((

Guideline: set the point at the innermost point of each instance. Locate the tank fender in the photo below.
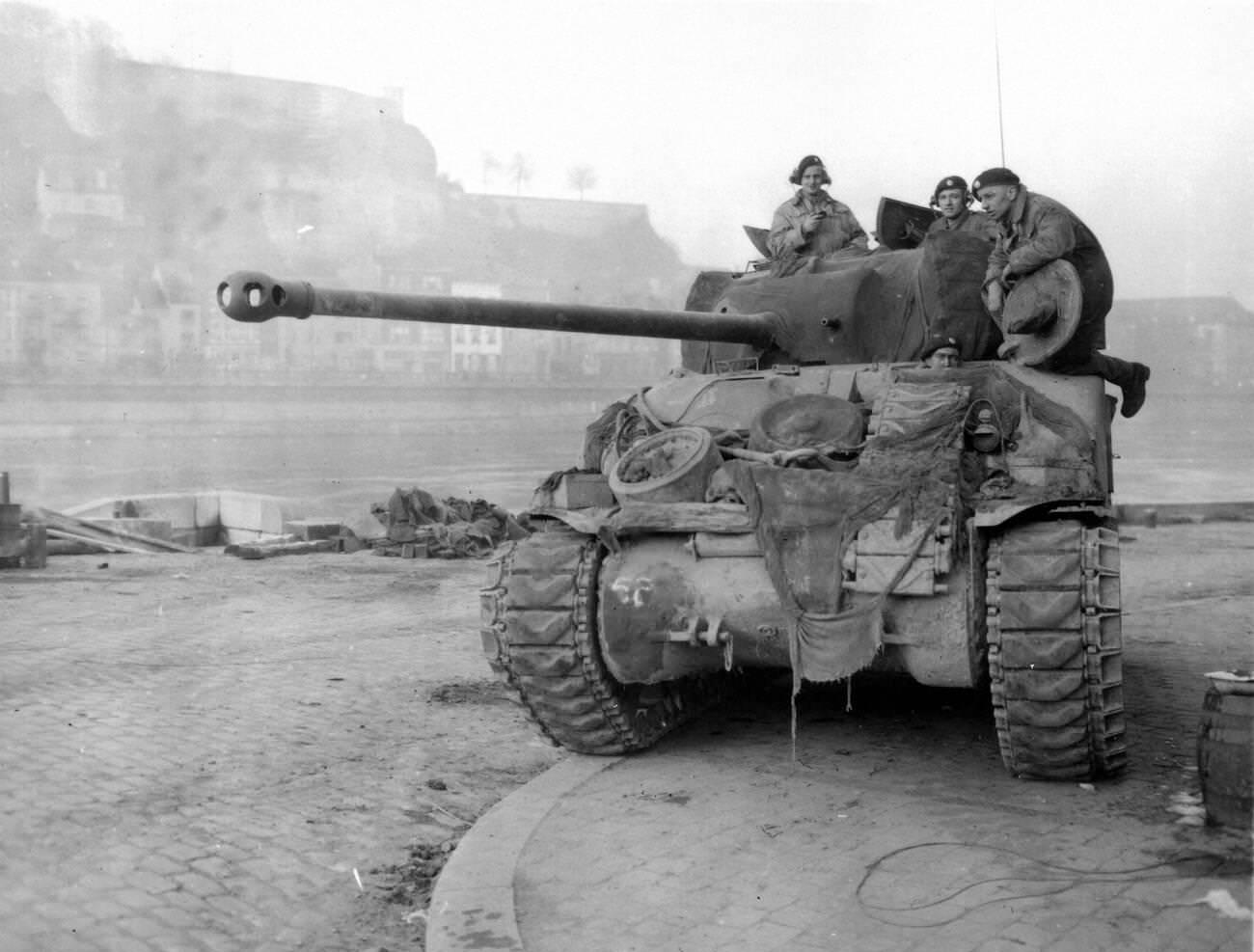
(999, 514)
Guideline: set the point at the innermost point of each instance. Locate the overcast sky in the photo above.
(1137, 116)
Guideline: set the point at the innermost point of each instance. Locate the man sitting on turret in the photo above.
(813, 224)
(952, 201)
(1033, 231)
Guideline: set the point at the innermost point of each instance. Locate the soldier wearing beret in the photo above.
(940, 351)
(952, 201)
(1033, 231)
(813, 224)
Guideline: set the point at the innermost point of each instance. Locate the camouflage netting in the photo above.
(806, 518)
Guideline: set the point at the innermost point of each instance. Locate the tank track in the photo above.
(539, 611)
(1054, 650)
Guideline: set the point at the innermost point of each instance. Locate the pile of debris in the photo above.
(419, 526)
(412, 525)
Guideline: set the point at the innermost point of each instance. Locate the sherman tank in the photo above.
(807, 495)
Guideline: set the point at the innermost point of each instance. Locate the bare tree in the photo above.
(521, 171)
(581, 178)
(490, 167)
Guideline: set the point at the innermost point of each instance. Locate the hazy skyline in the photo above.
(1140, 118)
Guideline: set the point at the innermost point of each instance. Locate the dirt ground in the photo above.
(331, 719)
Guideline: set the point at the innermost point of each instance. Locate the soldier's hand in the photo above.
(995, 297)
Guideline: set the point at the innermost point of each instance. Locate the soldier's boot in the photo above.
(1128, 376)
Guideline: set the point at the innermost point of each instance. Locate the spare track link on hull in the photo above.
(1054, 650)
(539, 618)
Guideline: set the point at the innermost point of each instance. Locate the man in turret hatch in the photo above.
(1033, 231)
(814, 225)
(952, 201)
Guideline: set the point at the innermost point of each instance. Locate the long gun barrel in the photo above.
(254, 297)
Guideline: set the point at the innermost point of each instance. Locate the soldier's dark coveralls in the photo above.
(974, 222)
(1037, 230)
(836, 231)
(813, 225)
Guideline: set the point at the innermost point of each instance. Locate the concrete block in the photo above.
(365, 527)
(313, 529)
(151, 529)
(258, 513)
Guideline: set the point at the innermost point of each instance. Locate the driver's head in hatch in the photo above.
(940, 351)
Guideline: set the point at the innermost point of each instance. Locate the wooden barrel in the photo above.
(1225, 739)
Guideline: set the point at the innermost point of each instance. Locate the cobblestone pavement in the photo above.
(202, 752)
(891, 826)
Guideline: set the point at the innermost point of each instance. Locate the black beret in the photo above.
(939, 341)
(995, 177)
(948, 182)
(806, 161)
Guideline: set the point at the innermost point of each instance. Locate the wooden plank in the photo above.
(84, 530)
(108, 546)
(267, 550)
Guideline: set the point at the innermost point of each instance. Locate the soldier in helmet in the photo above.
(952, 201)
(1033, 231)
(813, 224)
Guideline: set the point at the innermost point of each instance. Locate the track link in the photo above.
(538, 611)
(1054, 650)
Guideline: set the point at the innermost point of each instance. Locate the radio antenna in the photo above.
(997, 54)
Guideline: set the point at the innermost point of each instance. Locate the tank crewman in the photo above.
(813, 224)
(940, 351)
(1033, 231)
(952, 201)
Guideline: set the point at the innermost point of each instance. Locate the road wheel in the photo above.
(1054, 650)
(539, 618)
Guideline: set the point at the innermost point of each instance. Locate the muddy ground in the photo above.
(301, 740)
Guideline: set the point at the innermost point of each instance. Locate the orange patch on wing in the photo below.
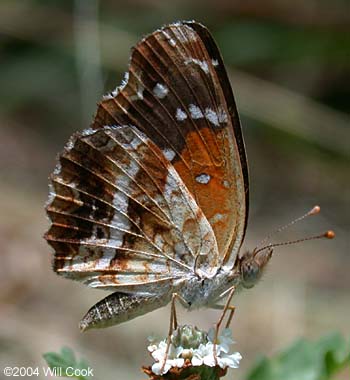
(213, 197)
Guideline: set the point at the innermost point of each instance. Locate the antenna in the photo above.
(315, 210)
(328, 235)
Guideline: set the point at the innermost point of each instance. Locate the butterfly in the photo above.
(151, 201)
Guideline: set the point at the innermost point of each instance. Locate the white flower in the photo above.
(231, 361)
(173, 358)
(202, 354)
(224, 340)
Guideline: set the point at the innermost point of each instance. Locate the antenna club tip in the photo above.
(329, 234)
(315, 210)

))

## [Your objective]
Copy out every entry above verbatim. Leave each picture out.

## [The completed task]
Guideline: set the point at the innermost point of each instance. Locate the tank fender in the photo below.
(999, 514)
Guideline: set the point at the innermost point of each instance. Locate the overcast sky in the photo above.
(1137, 116)
Guideline: set the point at the innermost point of each instance. Locate the man sitting on turret in the photo above.
(813, 224)
(952, 201)
(1033, 231)
Guideline: set the point at the innermost point of each instance. Locate the soldier wearing beret in the photo above.
(940, 351)
(952, 201)
(1033, 231)
(813, 224)
Guideline: set the point at the innermost point of each instance. Locate the camouflage netting in the photo above.
(806, 518)
Guideline: set the point at the innermost point of each instance. Locate the tank track in the photo above.
(539, 611)
(1054, 650)
Guideline: set the point at the innermost point of each instance. Locate the pile of debris in the photo above.
(419, 526)
(412, 525)
Guideline: set the point at the innermost point of each instance. Locate the sherman tank in the photo above.
(807, 495)
Guideline: set the point at the innermost point of each instance. Locate the bare tree in the photo above.
(521, 171)
(581, 178)
(490, 167)
Guideline: set the point at the innermost point of each instance. Locate the hazy skyline in the photo above.
(1140, 118)
Guideline: set the point at the innermost point of each instance. Locate the dirt ground in the photo above.
(331, 719)
Guideline: set the point at the innermost point of each instance. Locate the soldier's hand in the photo above.
(995, 297)
Guideline: set the point at the innermost point of each instance. Locate the soldier's boot in the photo above.
(1128, 376)
Guideline: set the point at the innermost point of each instance. Locate the spare track link on hull in the photo above.
(1054, 650)
(539, 618)
Guideline: set the point at the innermost point of each instance. Locate the man in turret hatch in the photo above.
(1033, 231)
(814, 225)
(952, 201)
Guideline: set the point at the innermost point of each instance. Locate the long gun barrel in the photo above.
(254, 297)
Guideline: set the point at the innermost point of each instance. Locate the soldier's dark coveralls in the photo above.
(974, 222)
(1037, 230)
(836, 231)
(813, 225)
Guideline: set the point at the innermost point of each instance. Locate the concrete block in the photo above.
(365, 527)
(313, 529)
(151, 529)
(258, 513)
Guideline: set the point at the innermost point of each instance. Locate the driver's head in hatch in the photo above.
(940, 351)
Guideline: set the point at the innermost point of each instance. Locate the wooden barrel in the photo above.
(1225, 739)
Guideline: set the point at the innermost point of each instance. Locate the cobblestone pavement in the photo above.
(202, 752)
(891, 826)
Guideline: set the point at the innermost point of each instance. Locate the black beret in the photo above.
(939, 341)
(995, 177)
(948, 182)
(806, 161)
Guideline: set the point at the innermost point of each instance. Locate the wooden plank in the photo above.
(84, 530)
(108, 546)
(267, 550)
Guideline: set the point at the innermost point of each instance. Locate the soldier in helmet in the photo above.
(952, 201)
(1033, 231)
(813, 224)
Guideline: set the point at the innermost point of each instance. Locate the track link in the photo above.
(538, 611)
(1054, 650)
Guideline: set the point at the innermost point of each instance. Locate the radio antenna in the photo above.
(997, 54)
Guideline: set the point at the innermost point of each instance. Locate the tank crewman in the photo above.
(813, 224)
(940, 351)
(1033, 231)
(952, 201)
Guideline: set the point at the innermost point of each instance. Locate the road wheel in the photo above.
(1054, 650)
(539, 618)
Guideline: set the point at the innermost point of each instance. Locate the muddy ground in the photo above.
(301, 740)
Guideline: set the point at the innermost point of each instance. Locate the orange patch on wing in the photo below.
(213, 197)
Guideline: set the point at the innermost point of each instance. Locate the antenna in the photo above.
(315, 210)
(328, 235)
Guideline: set the point at the innermost point of each instance. Locate the butterfly in the photo above.
(151, 201)
Guideline: set the point at the innermost point of each instance. Locate the white flower in the photo above.
(231, 361)
(173, 358)
(202, 354)
(224, 340)
Guideline: set the point at the innermost point of each instance. Locate the antenna club tip in the photo above.
(329, 234)
(315, 210)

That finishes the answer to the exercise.